- _Zu erledigende Aufgabe_
Bearbeite die Zeilen, die mit der Zeile mit „of the camera“ beginnen und bis zur letzten Zeile der Rohdaten reichen, so, dass „camera operator“ jeweils durch „photographer“ ersetzt ist und alles andere gleich bleibt. Wie sehen diese Zeilen danach aus?

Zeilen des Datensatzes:
* * * * * * *

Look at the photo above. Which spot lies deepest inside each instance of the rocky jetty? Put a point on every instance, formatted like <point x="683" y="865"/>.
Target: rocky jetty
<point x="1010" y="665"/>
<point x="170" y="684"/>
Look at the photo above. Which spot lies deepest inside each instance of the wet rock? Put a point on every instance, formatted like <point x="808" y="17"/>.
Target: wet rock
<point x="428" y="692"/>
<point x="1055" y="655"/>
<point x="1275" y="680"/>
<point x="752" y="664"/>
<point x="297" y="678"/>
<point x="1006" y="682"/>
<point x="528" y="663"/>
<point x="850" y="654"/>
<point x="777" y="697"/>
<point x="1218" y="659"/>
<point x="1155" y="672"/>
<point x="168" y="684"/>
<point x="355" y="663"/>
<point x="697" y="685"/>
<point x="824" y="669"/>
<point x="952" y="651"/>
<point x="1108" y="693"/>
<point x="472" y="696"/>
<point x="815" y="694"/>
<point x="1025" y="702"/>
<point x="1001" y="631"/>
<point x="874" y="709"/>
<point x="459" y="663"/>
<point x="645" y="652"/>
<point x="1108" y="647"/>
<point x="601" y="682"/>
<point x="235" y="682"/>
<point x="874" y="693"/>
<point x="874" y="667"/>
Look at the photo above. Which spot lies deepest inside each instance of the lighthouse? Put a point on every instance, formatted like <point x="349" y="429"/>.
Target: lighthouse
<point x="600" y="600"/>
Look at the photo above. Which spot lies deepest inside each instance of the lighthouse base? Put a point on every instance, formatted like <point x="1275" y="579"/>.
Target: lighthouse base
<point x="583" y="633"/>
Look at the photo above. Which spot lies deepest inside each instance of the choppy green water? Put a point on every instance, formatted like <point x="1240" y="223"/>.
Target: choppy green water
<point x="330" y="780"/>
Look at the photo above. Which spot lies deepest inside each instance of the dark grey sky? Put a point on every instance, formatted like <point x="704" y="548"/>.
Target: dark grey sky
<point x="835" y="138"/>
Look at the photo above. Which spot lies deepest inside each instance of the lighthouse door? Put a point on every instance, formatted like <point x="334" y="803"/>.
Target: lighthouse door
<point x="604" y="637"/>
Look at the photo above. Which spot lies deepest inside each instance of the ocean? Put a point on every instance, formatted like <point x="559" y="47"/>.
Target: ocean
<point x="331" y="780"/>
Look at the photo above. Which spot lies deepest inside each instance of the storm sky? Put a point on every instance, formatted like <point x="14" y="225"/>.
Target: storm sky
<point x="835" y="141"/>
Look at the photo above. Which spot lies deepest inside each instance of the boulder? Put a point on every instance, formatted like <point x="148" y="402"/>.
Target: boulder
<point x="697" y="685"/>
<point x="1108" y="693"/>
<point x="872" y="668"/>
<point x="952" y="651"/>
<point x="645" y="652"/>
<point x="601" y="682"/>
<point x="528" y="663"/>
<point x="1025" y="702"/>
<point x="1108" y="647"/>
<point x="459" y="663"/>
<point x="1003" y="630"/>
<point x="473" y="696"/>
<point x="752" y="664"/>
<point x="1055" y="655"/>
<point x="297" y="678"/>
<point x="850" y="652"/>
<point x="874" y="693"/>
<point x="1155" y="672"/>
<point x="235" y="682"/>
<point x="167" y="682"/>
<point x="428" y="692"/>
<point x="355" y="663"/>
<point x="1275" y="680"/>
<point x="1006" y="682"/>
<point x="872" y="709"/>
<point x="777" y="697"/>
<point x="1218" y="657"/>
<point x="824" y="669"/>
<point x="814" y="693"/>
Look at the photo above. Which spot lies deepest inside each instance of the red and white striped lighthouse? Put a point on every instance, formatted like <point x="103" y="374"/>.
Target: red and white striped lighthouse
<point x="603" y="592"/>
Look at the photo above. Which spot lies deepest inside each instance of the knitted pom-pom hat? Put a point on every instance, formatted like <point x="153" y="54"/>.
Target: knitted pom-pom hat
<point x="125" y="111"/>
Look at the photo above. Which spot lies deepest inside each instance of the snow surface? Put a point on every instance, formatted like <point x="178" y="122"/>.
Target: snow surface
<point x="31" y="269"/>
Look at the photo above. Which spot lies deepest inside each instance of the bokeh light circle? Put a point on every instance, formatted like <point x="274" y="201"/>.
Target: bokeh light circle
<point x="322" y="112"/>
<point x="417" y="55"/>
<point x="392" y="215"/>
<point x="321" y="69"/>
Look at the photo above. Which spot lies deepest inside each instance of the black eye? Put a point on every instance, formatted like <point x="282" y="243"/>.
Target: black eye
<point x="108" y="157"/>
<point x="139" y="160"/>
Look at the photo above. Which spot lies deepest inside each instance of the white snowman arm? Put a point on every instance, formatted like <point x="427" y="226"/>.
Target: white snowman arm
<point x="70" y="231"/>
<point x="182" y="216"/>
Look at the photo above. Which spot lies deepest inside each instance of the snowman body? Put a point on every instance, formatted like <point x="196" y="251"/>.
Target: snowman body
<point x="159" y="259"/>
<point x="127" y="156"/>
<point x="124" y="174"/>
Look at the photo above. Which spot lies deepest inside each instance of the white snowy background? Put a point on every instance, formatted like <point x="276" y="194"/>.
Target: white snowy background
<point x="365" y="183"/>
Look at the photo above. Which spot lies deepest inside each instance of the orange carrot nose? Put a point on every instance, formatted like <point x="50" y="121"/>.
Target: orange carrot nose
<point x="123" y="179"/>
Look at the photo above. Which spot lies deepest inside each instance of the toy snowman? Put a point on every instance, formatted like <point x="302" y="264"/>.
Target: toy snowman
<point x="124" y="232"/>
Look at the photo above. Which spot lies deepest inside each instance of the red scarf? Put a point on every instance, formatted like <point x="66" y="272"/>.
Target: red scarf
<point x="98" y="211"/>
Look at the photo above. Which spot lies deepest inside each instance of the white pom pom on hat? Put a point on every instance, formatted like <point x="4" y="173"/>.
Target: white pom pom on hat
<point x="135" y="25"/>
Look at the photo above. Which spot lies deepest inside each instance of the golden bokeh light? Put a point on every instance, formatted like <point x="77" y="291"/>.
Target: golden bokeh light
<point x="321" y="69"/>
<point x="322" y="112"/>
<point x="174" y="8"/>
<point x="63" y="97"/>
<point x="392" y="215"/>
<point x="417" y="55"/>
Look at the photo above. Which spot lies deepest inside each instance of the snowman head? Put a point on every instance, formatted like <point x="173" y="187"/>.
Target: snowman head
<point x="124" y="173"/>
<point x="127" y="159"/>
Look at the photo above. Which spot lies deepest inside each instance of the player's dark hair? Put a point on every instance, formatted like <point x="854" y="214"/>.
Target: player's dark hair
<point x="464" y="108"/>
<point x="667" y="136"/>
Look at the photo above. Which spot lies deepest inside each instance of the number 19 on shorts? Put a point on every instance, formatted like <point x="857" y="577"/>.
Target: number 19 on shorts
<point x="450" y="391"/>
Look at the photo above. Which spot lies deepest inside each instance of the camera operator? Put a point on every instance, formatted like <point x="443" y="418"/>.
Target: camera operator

* * * * * * *

- _Ergebnis der Aufgabe_
Look at the photo above. Which spot lies deepest inside each instance of the photographer? Put a point on every instance, formatted like <point x="443" y="418"/>.
Target: photographer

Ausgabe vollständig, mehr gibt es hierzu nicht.